>> begin DATA SUPPLIED
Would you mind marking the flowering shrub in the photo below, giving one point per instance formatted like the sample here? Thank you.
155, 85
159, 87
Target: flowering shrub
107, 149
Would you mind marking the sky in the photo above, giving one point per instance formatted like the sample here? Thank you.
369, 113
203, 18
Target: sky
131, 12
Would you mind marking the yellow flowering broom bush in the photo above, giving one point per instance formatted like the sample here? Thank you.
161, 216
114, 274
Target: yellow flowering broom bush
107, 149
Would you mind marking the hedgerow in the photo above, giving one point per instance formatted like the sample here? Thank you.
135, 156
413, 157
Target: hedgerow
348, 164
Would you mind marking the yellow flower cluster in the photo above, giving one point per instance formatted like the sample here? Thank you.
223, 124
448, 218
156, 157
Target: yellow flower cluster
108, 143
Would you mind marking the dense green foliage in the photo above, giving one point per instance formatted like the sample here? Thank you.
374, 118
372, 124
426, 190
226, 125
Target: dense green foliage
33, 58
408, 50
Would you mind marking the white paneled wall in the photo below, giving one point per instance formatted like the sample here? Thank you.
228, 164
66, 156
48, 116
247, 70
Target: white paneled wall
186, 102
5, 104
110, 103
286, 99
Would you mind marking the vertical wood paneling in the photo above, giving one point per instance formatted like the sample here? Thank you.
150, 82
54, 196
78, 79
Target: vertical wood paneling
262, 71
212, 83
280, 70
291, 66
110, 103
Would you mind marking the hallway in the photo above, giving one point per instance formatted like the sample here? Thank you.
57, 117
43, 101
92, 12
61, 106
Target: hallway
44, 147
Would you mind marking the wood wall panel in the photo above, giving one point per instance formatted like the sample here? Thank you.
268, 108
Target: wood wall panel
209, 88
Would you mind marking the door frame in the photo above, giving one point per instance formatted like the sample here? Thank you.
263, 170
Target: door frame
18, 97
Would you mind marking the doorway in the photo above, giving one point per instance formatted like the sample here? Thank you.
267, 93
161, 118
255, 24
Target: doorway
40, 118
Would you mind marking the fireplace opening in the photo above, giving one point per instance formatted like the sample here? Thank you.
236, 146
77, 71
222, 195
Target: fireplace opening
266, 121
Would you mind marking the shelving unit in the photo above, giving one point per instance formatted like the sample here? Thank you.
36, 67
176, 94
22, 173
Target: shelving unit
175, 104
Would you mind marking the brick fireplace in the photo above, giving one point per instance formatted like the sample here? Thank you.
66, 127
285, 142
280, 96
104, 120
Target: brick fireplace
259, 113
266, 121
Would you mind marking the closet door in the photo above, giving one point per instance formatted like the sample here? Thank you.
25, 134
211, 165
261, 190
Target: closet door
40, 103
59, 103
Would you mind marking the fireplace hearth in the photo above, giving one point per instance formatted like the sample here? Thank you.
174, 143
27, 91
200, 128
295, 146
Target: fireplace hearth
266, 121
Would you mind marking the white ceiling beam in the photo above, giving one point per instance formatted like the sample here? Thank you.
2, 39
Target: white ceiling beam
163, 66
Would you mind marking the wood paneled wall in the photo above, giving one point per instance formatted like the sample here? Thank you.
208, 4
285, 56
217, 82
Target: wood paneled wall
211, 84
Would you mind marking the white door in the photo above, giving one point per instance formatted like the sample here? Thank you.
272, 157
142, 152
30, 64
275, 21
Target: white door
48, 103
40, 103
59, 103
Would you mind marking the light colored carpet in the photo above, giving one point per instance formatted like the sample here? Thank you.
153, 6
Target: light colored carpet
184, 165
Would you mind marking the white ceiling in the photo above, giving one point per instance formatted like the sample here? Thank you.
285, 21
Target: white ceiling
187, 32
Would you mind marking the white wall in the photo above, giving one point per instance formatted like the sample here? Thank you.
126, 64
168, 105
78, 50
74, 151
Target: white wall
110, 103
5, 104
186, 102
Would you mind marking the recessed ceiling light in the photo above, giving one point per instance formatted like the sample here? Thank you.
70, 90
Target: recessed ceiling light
>> end DATA SUPPLIED
## [WHAT TO DO]
Repeat word for word the lines running from the line containing "Would you mind marking the white ceiling in" to the end of the entries above, inclusive.

## [EXERCISE ANSWER]
Would you mind marking the white ceiling in the photo above, giving one point per instance formatted like the sample here? Thank you.
285, 21
Target: white ceiling
187, 32
Would you mind marking the white wall in the photo above, giving one point per instance formatted like the sample here? Thank you.
126, 64
168, 105
78, 50
74, 151
Target: white wall
110, 103
5, 104
186, 102
Would you mind marking the recessed ceiling light in the photo above, giving one point per instance formatted like the sample here? Thank you.
70, 90
Target: recessed ceiling light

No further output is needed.